───── Information supplied

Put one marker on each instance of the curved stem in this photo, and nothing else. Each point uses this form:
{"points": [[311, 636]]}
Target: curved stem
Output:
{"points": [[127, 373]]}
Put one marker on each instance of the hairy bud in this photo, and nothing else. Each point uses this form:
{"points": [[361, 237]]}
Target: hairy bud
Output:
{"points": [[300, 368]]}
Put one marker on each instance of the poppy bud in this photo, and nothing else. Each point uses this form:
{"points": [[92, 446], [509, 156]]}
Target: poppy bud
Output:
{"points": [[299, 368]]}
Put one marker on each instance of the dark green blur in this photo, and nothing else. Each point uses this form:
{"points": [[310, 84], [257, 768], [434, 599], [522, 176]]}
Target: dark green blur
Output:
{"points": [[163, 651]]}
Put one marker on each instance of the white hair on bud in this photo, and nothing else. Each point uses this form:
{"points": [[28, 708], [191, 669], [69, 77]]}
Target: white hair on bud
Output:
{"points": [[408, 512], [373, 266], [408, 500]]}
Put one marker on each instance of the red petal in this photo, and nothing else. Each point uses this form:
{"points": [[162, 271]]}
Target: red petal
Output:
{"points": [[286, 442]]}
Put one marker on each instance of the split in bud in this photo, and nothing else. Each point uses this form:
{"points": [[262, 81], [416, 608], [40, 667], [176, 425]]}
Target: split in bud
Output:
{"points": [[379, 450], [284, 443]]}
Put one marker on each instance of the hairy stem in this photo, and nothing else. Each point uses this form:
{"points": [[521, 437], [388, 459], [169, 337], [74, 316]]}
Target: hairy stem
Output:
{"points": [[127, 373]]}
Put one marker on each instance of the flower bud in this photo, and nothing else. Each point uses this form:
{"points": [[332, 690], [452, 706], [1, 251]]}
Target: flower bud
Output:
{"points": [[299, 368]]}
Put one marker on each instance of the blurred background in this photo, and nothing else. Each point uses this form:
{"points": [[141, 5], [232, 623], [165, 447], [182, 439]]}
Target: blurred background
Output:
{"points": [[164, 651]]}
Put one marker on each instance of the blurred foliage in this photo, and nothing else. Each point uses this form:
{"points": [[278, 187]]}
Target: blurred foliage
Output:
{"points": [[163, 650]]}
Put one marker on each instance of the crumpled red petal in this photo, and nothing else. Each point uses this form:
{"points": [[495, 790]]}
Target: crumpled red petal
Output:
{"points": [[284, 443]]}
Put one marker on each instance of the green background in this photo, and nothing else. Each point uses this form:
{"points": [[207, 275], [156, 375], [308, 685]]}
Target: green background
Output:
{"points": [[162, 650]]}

──────────

*Exercise directions*
Copy the rows from the line with "Put one marker on each instance of the crumpled" through the end of the rows, replacing "crumpled red petal" with "wrinkled red petal" and leaving everything else unchanged.

*Result*
Put one marker on each instance of the wrinkled red petal in this photo, and nothing else. Each point uses this form:
{"points": [[495, 790]]}
Target: wrinkled red petal
Output:
{"points": [[284, 443]]}
Put one marker on each instance of the green background in this photo, and nothing else. Each point uses this form:
{"points": [[207, 275], [156, 375], [308, 685]]}
Target: green background
Output:
{"points": [[162, 650]]}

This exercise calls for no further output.